## Excerpted passage
______________________________

I need to step outside of my comfort zone for a minute. I’m typically not one to cause friction or publicly call somebody out, but I’m feeling like it is warranted and necessary. Consider this both a public service and a preemptive strike.
As you may recall, we are in the process of adopting a baby girl born two weeks ago. This little girl is the biological half-sister of our adopted son. In simpler terms, our two youngest have the same birth mom, but different birth dads.
Given this information, and the relatively small gap between their births (a little over 17 months), we have had to field some uncomfortable questions from friends, family, co-workers, and others.
You can probably guess some of the things we’re hearing. Things like “She knows what causes that right?” or suggestions that we should take the birth mom a box of condoms. When we shared that our daughter was born via C-section, more people than I care to think about have asked “Did they tie her tubes while they were in there?”.
My wife and I struggle to process how rude and insensitive these comments are. It is disappointing, insulting (and rather infuriating) to hear them from people we care about.
I honestly believe that these things are said with good, honest intentions. We simply do not have people in our lives who are intentionally rude and insulting to us. It’s likely these things are said jokingly, or in reaction to the sudden nature of this placement, or any number of other reasons.
But trust me, we do not appreciate these comments.
First and foremost, you’re talking about the birth mother of two of our children. I’m going to defend her like I would my own mom, my wife, or our children. Mess with the birth mama and you’re messing with me.

______________________________

## Extracted entries
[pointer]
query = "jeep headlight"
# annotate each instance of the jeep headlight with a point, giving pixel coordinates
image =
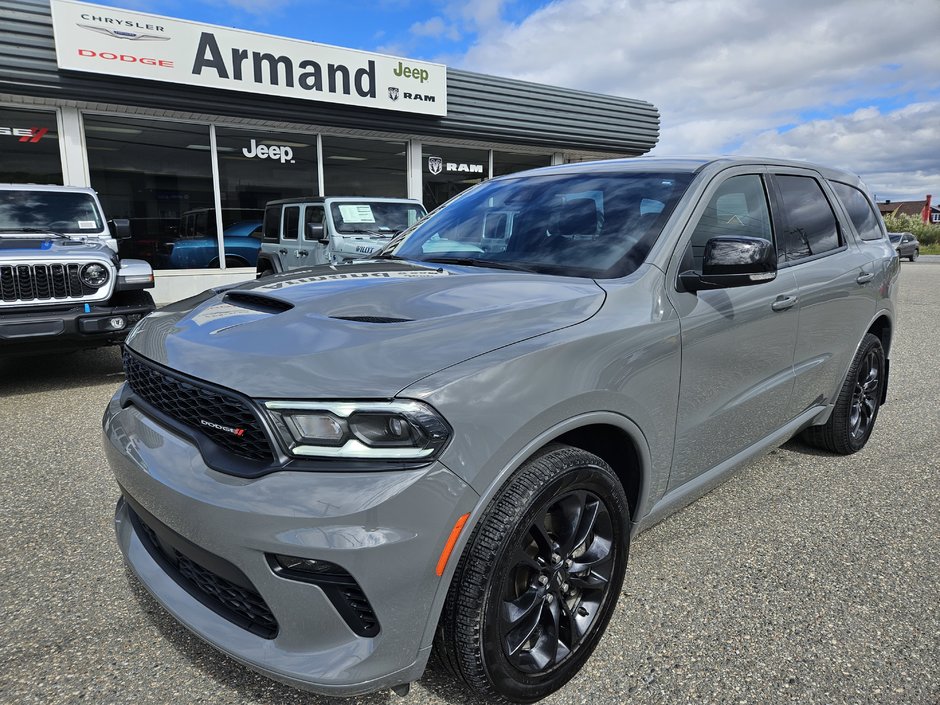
(395, 430)
(94, 275)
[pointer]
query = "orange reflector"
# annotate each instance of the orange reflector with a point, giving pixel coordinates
(449, 546)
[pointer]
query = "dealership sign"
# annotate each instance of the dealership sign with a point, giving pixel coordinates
(117, 42)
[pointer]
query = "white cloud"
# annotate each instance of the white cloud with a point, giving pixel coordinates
(896, 152)
(728, 74)
(436, 28)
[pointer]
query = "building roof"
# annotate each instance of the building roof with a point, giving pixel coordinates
(481, 108)
(904, 207)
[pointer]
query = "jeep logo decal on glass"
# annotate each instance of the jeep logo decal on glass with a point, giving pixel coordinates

______________________________

## What to do
[A] Revise the adoption post between "You can probably" and "of other reasons.", inclusive, replacing "rude" with "thoughtless".
[B] Answer these questions using the adoption post:
(i) How long ago was the baby girl born?
(ii) How far apart were the births of the two youngest children?
(iii) How was the daughter delivered?
[C] Carry the adoption post on from its final sentence.

## Your responses
[A]
You can probably guess some of the things we’re hearing. Things like “She knows what causes that right?” or suggestions that we should take the birth mom a box of condoms. When we shared that our daughter was born via C-section, more people than I care to think about have asked “Did they tie her tubes while they were in there?”.
My wife and I struggle to process how thoughtless and insensitive these comments are. It is disappointing, insulting (and rather infuriating) to hear them from people we care about.
I honestly believe that these things are said with good, honest intentions. We simply do not have people in our lives who are intentionally thoughtless and insulting to us. It’s likely these things are said jokingly, or in reaction to the sudden nature of this placement, or any number of other reasons.

[B]
(i) Two weeks ago.
(ii) A little over 17 months.
(iii) By C-section.

[C]
It may be hard for non-adoptive parents to understand the protective loyalty I have for someone I’ve never met (as is the case with both of our birth moms), but you need to understand: without these women, without the sacrifices they made, the pain they endured, and the other things you and I cannot fully appreciate, I have no children. No family. Nothing. The gratitude – the eternal, never-ending thankfulness I have cannot be underestimated.
It is very easy for those on the outside to look at the choices birth moms make and judge. Why did they get “knocked up”? Why do they have babies they “cannot keep”? How could they possibly “give up*” a child for adoption? Again?
*Seriously, if you’re still saying “give up”, please stop. Switch to “placed for adoption” or “chose to place for adoption”. Yeah it’s a little more work for your brain, but those extra words don’t sting nearly as bad.
I look at this two ways:
1) Look at your life. What choices have you made that others have judged? How did that feel? I know I’m not perfect. My family and friends love me in spite of many of the things I’ve done and said.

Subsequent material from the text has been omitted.